*PROBLEMAS E TAREFAS:*
• 1. Transcreva o trecho do texto sobre a maternidade atípica que começa em "Entre desafios e" e segue até "desenvolvimento daquela pessoa.".
• 2. Segundo o texto sobre a maternidade atípica, de qual instituto é o Projeto Laços?
• 3. Indique se cada afirmação está de acordo com o texto sobre a maternidade atípica. Responda sim ou não e cite as palavras do texto que justificam a resposta.
(a) O ditado popular mencionado afirma que ser mãe é padecer no paraíso.
(b) De acordo com o texto, a rotina das mulheres que têm filhos exige apenas entrega emocional.
(c) O Projeto Laços pertence ao Instituto Serendipidade.

07/05/2025

Brasileiras falam da força invisível de quem vive a maternidade atípica

Entre desafios e aprendizados, mães de pessoas com deficiência encontram no Projeto Laços, do Instituto Serendipidade, um espaço de escuta, acolhimento e pertencimento para seguir cuidando e transformando realidades

Tem um ditado popular que diz que ‘ser mãe é padecer no paraíso’. O romantismo equivocado dessa máxima traz à tona a realidade enfrentada pela maior parte das mulheres que têm filhos: uma rotina que exige entrega física, emocional e financeira. E quando se tem uma criança com deficiência, todo esse contexto é potencializado por uma jornada cheia de superação e, muitas vezes, invisibilidade social. Elas tornam-se cuidadoras em tempo integral, advogadas dos direitos dos filhos, educadoras, terapeutas e a principal fonte de estímulo e segurança para o desenvolvimento daquela pessoa.

*DADOS REGISTRADOS:*
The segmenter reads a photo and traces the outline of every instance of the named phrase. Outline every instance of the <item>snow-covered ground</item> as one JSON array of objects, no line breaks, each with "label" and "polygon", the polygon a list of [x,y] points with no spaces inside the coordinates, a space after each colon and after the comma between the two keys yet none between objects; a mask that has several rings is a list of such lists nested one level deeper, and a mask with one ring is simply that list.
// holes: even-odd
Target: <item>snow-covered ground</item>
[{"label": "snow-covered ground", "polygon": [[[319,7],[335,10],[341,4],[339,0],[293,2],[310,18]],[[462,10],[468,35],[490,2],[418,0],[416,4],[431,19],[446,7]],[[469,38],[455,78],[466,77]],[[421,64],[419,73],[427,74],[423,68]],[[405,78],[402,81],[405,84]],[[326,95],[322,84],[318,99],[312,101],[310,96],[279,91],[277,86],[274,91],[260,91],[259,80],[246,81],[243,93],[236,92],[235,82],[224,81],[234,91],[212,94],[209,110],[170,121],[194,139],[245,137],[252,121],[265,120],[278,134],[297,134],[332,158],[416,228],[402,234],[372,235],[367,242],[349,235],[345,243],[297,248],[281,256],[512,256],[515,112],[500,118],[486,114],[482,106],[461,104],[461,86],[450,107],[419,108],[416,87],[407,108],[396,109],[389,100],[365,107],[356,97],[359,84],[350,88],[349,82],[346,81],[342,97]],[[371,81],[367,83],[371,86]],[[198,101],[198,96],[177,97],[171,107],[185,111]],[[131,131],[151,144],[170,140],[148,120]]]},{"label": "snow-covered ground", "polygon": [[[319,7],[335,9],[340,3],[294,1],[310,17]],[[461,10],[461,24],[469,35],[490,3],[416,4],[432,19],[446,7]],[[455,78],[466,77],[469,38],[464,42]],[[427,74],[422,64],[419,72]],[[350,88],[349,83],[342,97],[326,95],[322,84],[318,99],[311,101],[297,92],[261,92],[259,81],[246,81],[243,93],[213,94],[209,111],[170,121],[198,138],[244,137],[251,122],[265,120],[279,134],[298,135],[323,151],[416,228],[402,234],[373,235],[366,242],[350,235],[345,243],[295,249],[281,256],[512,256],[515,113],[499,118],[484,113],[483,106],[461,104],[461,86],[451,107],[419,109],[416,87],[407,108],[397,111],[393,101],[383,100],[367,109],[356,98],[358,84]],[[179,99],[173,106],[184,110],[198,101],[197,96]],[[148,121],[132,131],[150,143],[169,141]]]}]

*RESOLUÇÃO DOS EXERCÍCIOS:*
• 1.
Entre desafios e aprendizados, mães de pessoas com deficiência encontram no Projeto Laços, do Instituto Serendipidade, um espaço de escuta, acolhimento e pertencimento para seguir cuidando e transformando realidades

Tem um ditado popular que diz que ‘ser mãe é padecer no paraíso’. O romantismo equivocado dessa máxima traz à tona a realidade enfrentada pela maior parte das mulheres que têm filhos: uma rotina que exige entrega física, emocional e financeira. E quando se tem uma criança com deficiência, todo esse contexto é potencializado por uma jornada cheia de superação e, muitas vezes, invisibilidade social. Elas tornam-se cuidadoras em tempo integral, advogadas dos direitos dos filhos, educadoras, terapeutas e a principal fonte de estímulo e segurança para o desenvolvimento daquela pessoa.

• 2. Do Instituto Serendipidade.

• 3.
(a) Sim: "Tem um ditado popular que diz que ‘ser mãe é padecer no paraíso’".
(b) Não: "uma rotina que exige entrega física, emocional e financeira".
(c) Sim: "no Projeto Laços, do Instituto Serendipidade".